(Your objective): Pictures aside, write every record out again word for word.

(Data to use):
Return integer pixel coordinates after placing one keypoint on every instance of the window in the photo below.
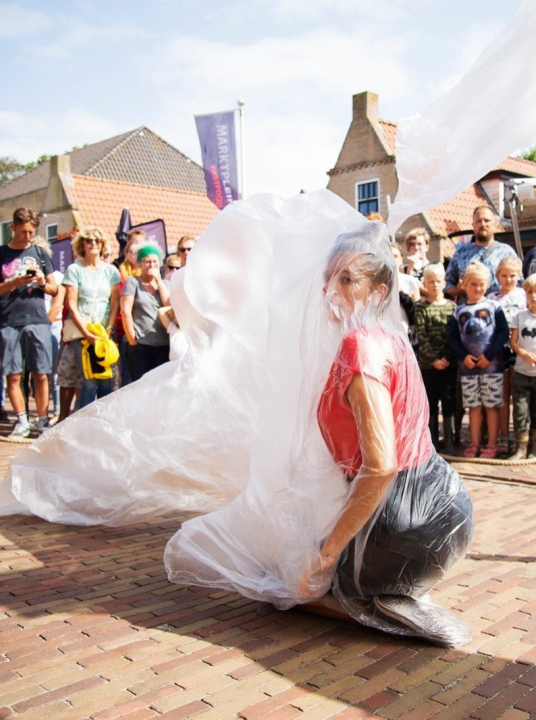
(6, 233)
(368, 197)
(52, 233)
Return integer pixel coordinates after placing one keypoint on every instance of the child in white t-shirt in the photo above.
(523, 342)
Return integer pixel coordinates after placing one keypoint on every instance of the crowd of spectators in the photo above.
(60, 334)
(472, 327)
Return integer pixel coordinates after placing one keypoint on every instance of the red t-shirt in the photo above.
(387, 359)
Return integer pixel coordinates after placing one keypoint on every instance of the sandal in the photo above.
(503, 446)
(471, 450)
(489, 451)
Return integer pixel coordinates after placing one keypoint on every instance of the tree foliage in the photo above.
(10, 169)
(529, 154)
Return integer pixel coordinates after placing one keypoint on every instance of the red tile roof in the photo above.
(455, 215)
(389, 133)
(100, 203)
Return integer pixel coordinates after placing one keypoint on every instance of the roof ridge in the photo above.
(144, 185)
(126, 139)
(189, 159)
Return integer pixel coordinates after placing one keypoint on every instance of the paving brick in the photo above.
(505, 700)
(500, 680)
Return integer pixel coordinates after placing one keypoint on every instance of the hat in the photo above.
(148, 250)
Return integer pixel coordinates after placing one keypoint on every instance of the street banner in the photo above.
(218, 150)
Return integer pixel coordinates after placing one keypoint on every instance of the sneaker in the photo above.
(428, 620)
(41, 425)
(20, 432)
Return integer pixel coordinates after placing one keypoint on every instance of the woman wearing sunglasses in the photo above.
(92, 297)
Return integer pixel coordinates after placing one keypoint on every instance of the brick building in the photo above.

(Result of this task):
Return integer pixel coordinates after placing one keypoint on every instance of the window in the photo below.
(6, 233)
(368, 197)
(52, 233)
Return integer pixel coordinates after placing one keypoint on every instance of the child in white t-shirt in the photo above.
(523, 342)
Return integer pixel coordinates after placing one keypoint on every instance of the crowd of spectators in the photo above.
(60, 334)
(472, 327)
Return integer pixel coordinates after placing one keypoint on every instance of the red t-shirt in the photo above.
(387, 359)
Return integer pixel coordinates after placing one keypoint on every instance of the sandal in the photo above.
(503, 446)
(471, 450)
(489, 451)
Return integer pixel coordinates after placing one keypoint on every instance of the tree foliage in the photo above.
(10, 169)
(529, 154)
Return integer pixel coordinates after placing one keypoint on every instance of the red tile roof in the photo above.
(455, 215)
(389, 133)
(100, 203)
Return integer pixel coordinates after placing one keypoint on every instance of the roof ridge in the photo above.
(144, 185)
(126, 139)
(189, 159)
Return integer pixel coordinates after placing one keypoint on every instance of the paving brick in the photo above.
(505, 700)
(500, 680)
Return integer pixel coordinates after placing one keypoint on every instance of the hat in the photo above.
(148, 250)
Return integer pixel coordinates after placing one keypoint on every instance of the street banner in the photo above.
(218, 150)
Return integer pixel coordinates after placing one keypoint on every instance of the sneaker in the photo above.
(428, 620)
(41, 425)
(20, 432)
Return integer pixel coordinates after placing one keypoint on every instance of the woman wearing sunglasses in the photo above.
(92, 297)
Return integer pixel coordinates after placing one keypoint on every instance of the brick building in the photo above.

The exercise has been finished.